TO DO:
From the first line to the last, return the data exactly as written.

GIVEN RECORDS:
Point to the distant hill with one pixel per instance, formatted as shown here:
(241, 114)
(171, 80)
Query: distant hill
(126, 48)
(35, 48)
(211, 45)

OUTPUT OF THE TASK:
Point to the distant hill with one pixel per instance, formatted as shown here:
(241, 114)
(171, 80)
Query: distant hill
(126, 48)
(35, 48)
(211, 45)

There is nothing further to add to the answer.